TASK GOAL: Rewrite the data below as a numbered list, leaving out any blank lines.

PROVIDED ENTRIES:
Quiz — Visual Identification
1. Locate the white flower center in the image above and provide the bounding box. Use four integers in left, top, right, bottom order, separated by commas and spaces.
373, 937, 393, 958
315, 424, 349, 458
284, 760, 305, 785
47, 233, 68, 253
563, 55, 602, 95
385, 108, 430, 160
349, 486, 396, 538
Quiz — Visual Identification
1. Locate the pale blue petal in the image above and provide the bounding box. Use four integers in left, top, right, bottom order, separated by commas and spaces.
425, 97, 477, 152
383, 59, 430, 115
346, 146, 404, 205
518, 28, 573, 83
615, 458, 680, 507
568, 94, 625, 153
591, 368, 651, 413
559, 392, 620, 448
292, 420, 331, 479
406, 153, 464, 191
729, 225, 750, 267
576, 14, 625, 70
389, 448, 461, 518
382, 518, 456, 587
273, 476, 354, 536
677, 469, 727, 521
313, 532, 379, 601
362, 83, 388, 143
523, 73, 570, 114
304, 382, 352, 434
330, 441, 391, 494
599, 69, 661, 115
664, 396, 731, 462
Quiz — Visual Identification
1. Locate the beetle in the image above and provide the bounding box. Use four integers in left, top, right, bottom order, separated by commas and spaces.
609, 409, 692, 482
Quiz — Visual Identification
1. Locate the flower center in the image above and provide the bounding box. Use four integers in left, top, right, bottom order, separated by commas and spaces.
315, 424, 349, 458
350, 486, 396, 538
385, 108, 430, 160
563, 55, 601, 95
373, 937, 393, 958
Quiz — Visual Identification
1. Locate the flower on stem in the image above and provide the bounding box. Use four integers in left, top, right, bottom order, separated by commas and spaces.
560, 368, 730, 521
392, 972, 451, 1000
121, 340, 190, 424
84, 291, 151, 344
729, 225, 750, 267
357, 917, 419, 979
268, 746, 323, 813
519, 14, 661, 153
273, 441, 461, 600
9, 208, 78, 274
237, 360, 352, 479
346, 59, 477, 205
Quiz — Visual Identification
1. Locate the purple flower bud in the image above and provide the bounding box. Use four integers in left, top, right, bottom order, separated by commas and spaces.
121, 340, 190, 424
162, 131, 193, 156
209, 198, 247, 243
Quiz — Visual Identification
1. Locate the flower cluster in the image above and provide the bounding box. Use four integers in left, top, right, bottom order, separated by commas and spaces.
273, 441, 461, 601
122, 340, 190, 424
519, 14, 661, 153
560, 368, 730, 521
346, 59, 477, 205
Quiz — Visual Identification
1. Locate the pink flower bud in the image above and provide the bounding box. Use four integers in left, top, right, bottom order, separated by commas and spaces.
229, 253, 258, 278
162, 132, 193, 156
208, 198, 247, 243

SOLVED PROBLEM:
1. Quiz — Visual Identification
2. 1. Locate the white flower center in the image above and provide the bounding box. Use four integers in left, top, right, bottom order, separated by commas and spaces.
3. 373, 937, 393, 958
4. 315, 424, 349, 458
5. 284, 760, 305, 785
6. 47, 233, 68, 253
7. 563, 55, 602, 95
8. 385, 108, 430, 160
9. 349, 486, 396, 538
10. Quiz — Visual Identification
11. 1. Locate the pale blue petal in the image above and provide the bounding box. Use four integers in left, top, right, bottom order, separated by commas and spaces.
12. 425, 97, 477, 152
13. 383, 59, 430, 115
14. 346, 146, 404, 205
15. 518, 28, 573, 83
16. 615, 458, 680, 507
17. 568, 94, 625, 153
18. 591, 368, 651, 413
19. 559, 392, 620, 448
20. 292, 420, 331, 479
21. 406, 153, 464, 191
22. 729, 225, 750, 267
23. 576, 14, 625, 70
24. 389, 448, 461, 518
25. 382, 518, 456, 587
26. 273, 476, 354, 536
27. 677, 469, 727, 521
28. 313, 532, 379, 601
29. 362, 83, 388, 143
30. 523, 73, 570, 114
31. 304, 382, 352, 434
32. 330, 441, 391, 494
33. 599, 69, 661, 115
34. 664, 396, 731, 462
35. Quiz — Visual Identification
36. 1. Locate the beetle in the image above and provide the bounding box. Use four integers in left, top, right, bottom order, separated by commas and spaces.
37. 609, 409, 692, 482
38. Quiz — Visual Identification
39. 1. Locate the flower center in the image above and provide the bounding box. Use four integers in left, top, right, bottom order, separated by commas and spaces.
40. 315, 424, 349, 458
41. 350, 486, 396, 538
42. 385, 108, 430, 160
43. 563, 55, 601, 95
44. 373, 937, 393, 958
45. Quiz — Visual Identification
46. 1. Locate the flower on stem in the image above and provide the bounding box. Use four integers in left, top, right, bottom order, separated by commas and spaces.
47. 560, 368, 730, 521
48. 392, 972, 451, 1000
49. 121, 340, 190, 424
50. 84, 291, 151, 344
51. 729, 225, 750, 267
52. 357, 917, 419, 979
53. 268, 746, 323, 813
54. 519, 14, 661, 153
55. 273, 441, 461, 600
56. 9, 208, 78, 274
57. 237, 360, 352, 479
58. 346, 59, 477, 205
59. Quiz — Visual Identification
60. 1. Locate the purple flower bud in the image above and provide the bounding box. Use four integers in left, top, right, bottom order, separated by commas and spaces.
61. 121, 340, 190, 424
62. 162, 131, 193, 156
63. 209, 198, 247, 243
64. Quiz — Visual Identification
65. 1. Locate the flower cluster in the image above and provide the bounding box. Use four integers in left, top, right, bottom order, separated by commas and spaces.
66. 273, 441, 461, 601
67. 122, 340, 190, 424
68. 519, 14, 661, 153
69. 560, 368, 730, 521
70. 346, 59, 477, 205
71. Quiz — Visual Identification
72. 1. Locate the pink flower bud in the image above and provide the bounding box. Use four integers in left, top, right, bottom order, separated by commas and spaces.
73. 229, 253, 258, 278
74. 162, 132, 193, 156
75. 208, 198, 247, 243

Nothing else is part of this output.